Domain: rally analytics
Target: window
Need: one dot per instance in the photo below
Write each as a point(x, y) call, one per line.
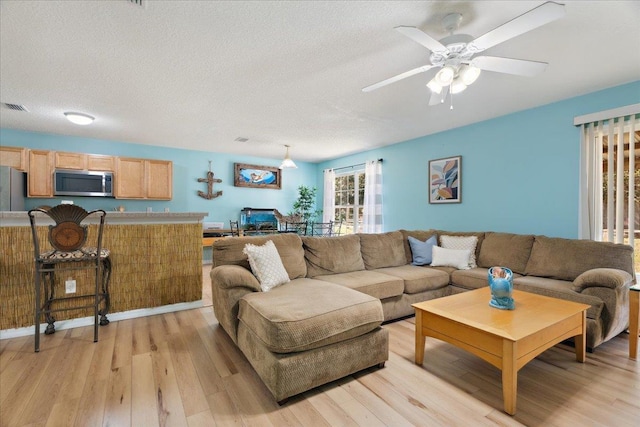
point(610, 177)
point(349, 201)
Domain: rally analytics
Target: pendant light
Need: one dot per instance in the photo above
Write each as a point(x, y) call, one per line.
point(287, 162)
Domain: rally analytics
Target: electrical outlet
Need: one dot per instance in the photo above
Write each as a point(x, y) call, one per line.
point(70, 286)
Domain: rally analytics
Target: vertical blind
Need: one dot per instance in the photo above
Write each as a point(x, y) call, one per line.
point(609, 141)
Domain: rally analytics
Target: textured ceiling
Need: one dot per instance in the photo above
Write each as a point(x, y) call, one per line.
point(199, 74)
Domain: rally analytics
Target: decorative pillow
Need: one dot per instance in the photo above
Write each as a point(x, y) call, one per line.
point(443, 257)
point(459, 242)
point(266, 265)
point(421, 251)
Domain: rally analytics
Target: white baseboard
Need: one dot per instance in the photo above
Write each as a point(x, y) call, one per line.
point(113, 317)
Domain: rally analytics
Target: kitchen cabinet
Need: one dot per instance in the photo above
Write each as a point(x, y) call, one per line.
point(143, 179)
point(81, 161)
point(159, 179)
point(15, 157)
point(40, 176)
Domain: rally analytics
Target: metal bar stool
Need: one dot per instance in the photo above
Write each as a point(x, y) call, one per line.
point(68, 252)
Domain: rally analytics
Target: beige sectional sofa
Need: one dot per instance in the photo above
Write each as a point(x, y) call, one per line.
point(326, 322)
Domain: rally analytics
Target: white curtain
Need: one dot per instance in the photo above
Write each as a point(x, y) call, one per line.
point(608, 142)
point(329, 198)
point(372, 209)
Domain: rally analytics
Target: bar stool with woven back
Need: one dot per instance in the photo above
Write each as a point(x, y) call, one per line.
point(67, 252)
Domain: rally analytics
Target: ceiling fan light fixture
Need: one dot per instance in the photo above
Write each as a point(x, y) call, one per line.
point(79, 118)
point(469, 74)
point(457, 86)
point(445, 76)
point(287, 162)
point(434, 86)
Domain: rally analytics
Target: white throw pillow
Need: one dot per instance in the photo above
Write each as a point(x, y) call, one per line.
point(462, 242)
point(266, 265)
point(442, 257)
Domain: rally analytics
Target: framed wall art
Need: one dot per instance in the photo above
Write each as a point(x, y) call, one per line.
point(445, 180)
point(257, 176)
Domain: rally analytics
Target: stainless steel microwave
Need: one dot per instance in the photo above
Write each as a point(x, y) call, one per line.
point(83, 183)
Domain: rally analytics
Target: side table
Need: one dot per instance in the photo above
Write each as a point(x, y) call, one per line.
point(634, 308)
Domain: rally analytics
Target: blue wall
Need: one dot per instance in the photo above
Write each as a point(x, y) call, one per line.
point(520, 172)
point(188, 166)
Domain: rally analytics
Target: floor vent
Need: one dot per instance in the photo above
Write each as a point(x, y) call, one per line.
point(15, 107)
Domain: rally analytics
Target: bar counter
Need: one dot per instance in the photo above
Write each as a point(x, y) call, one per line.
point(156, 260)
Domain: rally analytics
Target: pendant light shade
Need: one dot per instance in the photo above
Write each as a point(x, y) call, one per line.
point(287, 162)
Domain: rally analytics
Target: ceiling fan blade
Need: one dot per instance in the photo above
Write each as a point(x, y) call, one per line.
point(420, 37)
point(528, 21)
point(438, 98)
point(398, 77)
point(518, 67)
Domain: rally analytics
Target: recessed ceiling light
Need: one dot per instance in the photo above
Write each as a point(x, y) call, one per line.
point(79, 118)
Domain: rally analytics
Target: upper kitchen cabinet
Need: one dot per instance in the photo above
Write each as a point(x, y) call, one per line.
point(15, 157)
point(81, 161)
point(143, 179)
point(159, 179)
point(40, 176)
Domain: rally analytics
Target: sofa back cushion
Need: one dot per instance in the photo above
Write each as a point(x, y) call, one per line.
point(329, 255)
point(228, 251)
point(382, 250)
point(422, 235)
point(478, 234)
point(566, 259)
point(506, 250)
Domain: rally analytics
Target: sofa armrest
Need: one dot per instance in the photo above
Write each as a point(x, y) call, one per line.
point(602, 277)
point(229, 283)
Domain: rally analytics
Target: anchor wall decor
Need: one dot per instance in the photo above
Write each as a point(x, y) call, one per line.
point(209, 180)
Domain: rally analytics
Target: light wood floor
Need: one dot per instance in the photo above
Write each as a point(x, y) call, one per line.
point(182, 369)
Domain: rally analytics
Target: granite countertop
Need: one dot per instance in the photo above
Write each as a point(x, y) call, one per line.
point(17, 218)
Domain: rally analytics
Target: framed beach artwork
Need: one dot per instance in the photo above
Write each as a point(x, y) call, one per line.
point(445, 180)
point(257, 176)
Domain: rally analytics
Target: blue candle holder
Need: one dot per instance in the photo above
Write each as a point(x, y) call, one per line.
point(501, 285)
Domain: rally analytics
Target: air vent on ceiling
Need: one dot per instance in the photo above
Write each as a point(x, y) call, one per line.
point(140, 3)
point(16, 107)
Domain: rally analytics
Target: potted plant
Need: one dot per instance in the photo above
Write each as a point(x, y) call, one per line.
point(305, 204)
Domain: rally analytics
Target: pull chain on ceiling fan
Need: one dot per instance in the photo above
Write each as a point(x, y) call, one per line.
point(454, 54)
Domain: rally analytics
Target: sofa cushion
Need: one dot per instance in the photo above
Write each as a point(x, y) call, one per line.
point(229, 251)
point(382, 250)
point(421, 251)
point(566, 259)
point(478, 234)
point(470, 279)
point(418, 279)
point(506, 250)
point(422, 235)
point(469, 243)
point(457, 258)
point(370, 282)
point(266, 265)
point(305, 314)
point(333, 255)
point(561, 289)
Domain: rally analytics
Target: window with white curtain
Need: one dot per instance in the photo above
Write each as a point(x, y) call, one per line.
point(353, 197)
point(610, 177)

▶ EXERCISE REQUIREMENTS: Leave out the pictures and return every record word for word.

▶ REPLY:
Domain: rally analytics
Target: window
Need: one dot per instance in the photo below
Write each as a point(x, y) call, one per line.
point(610, 177)
point(349, 201)
Domain: rally analytics
Target: pendant light
Need: one dot per instance in the photo above
Write each as a point(x, y) call, one per line.
point(287, 162)
Domain: rally analytics
Target: electrical outlet
Need: one dot per instance in the photo above
Write each as a point(x, y) call, one per line.
point(70, 286)
Domain: rally analytics
Target: vertical blind
Need: one dot per instance in the photo above
Write each as a point(x, y) call, one per line.
point(609, 141)
Domain: rally analytics
Target: textured ceiling
Need: one dot per instance in the photo above
Write each as a point(x, y) call, one per line.
point(199, 74)
Domain: rally analytics
Target: decorative pillow
Need: one dot per instance in the photo above
Write each as a point(x, y) call, one per line.
point(443, 257)
point(459, 242)
point(266, 265)
point(421, 251)
Domain: rally analytics
Target: white baseboard
Need: one dot per instance in the photo above
Write each as a point(x, y) call, one per line.
point(113, 317)
Domain: rally analytics
Target: kitchen cabinet
Need: one dot per instance in the photo above
Write each as a point(x, y) call, one per line.
point(143, 179)
point(81, 161)
point(159, 179)
point(15, 157)
point(40, 176)
Domain: rally analytics
Target: metal bar stool
Need: one dot per instance in the photo above
Write each as a point(x, y) call, one per line.
point(68, 252)
Domain: rally analytics
Target: beige sectional sofa
Need: one dot per instance in the photo above
Write each as a point(x, y) call, one per line.
point(326, 322)
Domain: rally analytics
Target: white curtain
Need: one dot per instance in the photo above
Write each as a point(x, y) call, one per line.
point(608, 142)
point(329, 198)
point(372, 209)
Domain: rally analytics
Target: bar stool with woven back
Need: one dot per instance in the photo above
Write each as a point(x, y) call, one per line.
point(67, 252)
Domain: rally analytics
Target: ceiling fan light fixture
Need: one dot per instance in the photo above
Write each as a point(x, y) call, one per line.
point(79, 118)
point(469, 74)
point(457, 86)
point(445, 76)
point(287, 162)
point(434, 86)
Domain: rally analytics
Target: white throw pillow
Need: one dot per instance in the photo above
Write each as a point(x, y) call, one per line.
point(462, 242)
point(266, 265)
point(442, 257)
Domain: rally analytics
Target: framed wall art
Need: one dot per instance in the photo above
Write each as a point(x, y) call, one per line.
point(445, 180)
point(257, 176)
Domain: rally analytics
Target: stainless steel microwave
Need: one dot per instance in the photo above
Write each as a point(x, y) call, one per line.
point(83, 183)
Domain: rally analytics
Target: side table
Need: one dot per instance in the photo above
Write each as a point(x, y) call, one per line.
point(634, 308)
Domain: rally analytics
Target: blue wall
Need: one dot per instance in the photo above
Write each as a point(x, y) call, one per line.
point(520, 172)
point(188, 166)
Domain: rally analytics
Target: floor vent
Need: one dot per instance in the photo above
Write each as a point(x, y) call, one per line.
point(15, 107)
Domain: rally analytics
Target: bar counter
Need: one dot per instance in the photo above
Write each as a point(x, y) call, one per line.
point(156, 260)
Domain: rally analytics
Target: pendant light shade
Need: one dot per instance in the photo above
Write each as a point(x, y) call, one per line.
point(287, 162)
Domain: rally analytics
Target: ceiling fan blade
Need: one dot per instance in the photo above
Write each as a point(x, y) call, one per line.
point(420, 37)
point(528, 21)
point(438, 98)
point(398, 77)
point(518, 67)
Domain: rally analytics
Target: recessed ceiling light
Need: one dot per instance in the photo above
Write each as a point(x, y) call, one per line.
point(79, 118)
Domain: rally analytics
Target: upper kitchen cabinet
Need: one dot per instance in the photo above
Write each as a point(x, y) call, one per line.
point(15, 157)
point(81, 161)
point(143, 179)
point(159, 179)
point(40, 176)
Domain: rally analytics
Target: sofa back cushion
Need: one dot per instance in the photo above
Write each as a point(x, y) call, one per line.
point(329, 255)
point(228, 251)
point(382, 250)
point(422, 235)
point(478, 234)
point(566, 259)
point(506, 250)
Domain: rally analytics
Target: sofa armrest
Need: one dot per instance in the photo above
Write each as a point(x, y) call, one per line.
point(602, 277)
point(229, 283)
Domain: rally analytics
Target: anchor wall decor
Need: one dot per instance in the photo above
Write each as a point(x, y) call, one per line.
point(209, 180)
Domain: rally analytics
Target: light wood floor
Need: one dot per instance in the photo above
Write each as a point(x, y) call, one per line.
point(182, 369)
Domain: rally analytics
Target: granite countertop
Need: one dot per instance in the photo above
Write each as a point(x, y) call, one per line.
point(17, 218)
Domain: rally analytics
Target: framed beach artwork
Need: one dot per instance in the photo above
Write each as a point(x, y) call, one per line.
point(445, 180)
point(257, 176)
Domain: rally analytics
Target: blue candle holder
Need: one dot per instance in the photo above
Write each as a point(x, y) call, one per line.
point(501, 285)
Domain: rally analytics
Target: air vent on ceiling
Need: one dot per instance in the photo above
Write each as a point(x, y) call, one per line.
point(140, 3)
point(16, 107)
Domain: rally analytics
Target: potted plant
Need: one dot per instance in the photo above
Write each as a point(x, y) call, one per line.
point(305, 204)
Domain: rally analytics
Target: pull chain on ceiling fan
Need: one dot per instance in the photo above
Write each as a point(x, y) call, one per line.
point(454, 54)
Domain: rally analytics
Target: sofa cushion
Need: one dot per instance in the photo above
Write each as a point(x, y) call, one per line.
point(229, 251)
point(382, 250)
point(421, 251)
point(566, 259)
point(478, 234)
point(470, 279)
point(418, 279)
point(506, 250)
point(422, 235)
point(469, 243)
point(457, 258)
point(370, 282)
point(266, 265)
point(305, 314)
point(333, 255)
point(561, 289)
Domain: rally analytics
Target: window with white curtain
Need: one dot per instance in the photo above
Write each as a point(x, y) call, one per line.
point(353, 197)
point(610, 177)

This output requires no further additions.